◆ 原文抜粋 ◆
本発明は、数百ギガヘルツから数十テラヘルツの周波数で使用される光学素子に係り、特に光学特性あるいは光学特性の方向依存性が可変な光学素子に関するものである。
テラヘルツ(1012Hz)波は、セキュリティチェック、非破壊検査、分光分析、あるいは大容量通信など、様々な分野での応用が期待されている。テラヘルツ波を利用するためには、テラヘルツ波を効率よく送信、あるいは受信するアンテナやフィルター、吸収体などの光学素子が必要となる。

◆ 課題一覧 ◆
A. 原文抜粋の「本発明は、数百ギガヘルツから」から「などの光学素子が必要となる。」までを、「光学素子」を「光学部品」に入れ替えて書き直してください。
B. 原文抜粋の内容を二文で要約すること。

◆ 提供資料 ◆
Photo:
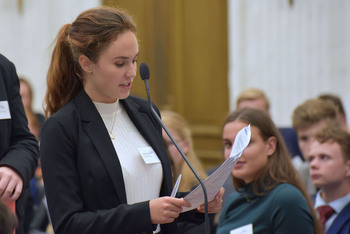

◆ 課題への解答 ◆
A.
本発明は、数百ギガヘルツから数十テラヘルツの周波数で使用される光学部品に係り、特に光学特性あるいは光学特性の方向依存性が可変な光学部品に関するものである。
テラヘルツ(1012Hz)波は、セキュリティチェック、非破壊検査、分光分析、あるいは大容量通信など、様々な分野での応用が期待されている。テラヘルツ波を利用するためには、テラヘルツ波を効率よく送信、あるいは受信するアンテナやフィルター、吸収体などの光学部品が必要となる。

B. 本発明は、数百ギガヘルツから数十テラヘルツの周波数で使用される光学素子、特に光学特性やその方向依存性が可変な光学素子に関するものである。テラヘルツ波はセキュリティチェック、非破壊検査、分光分析、大容量通信などへの応用が期待されており、その利用には、テラヘルツ波を効率よく送受信するアンテナやフィルター、吸収体などの光学素子が必要となる。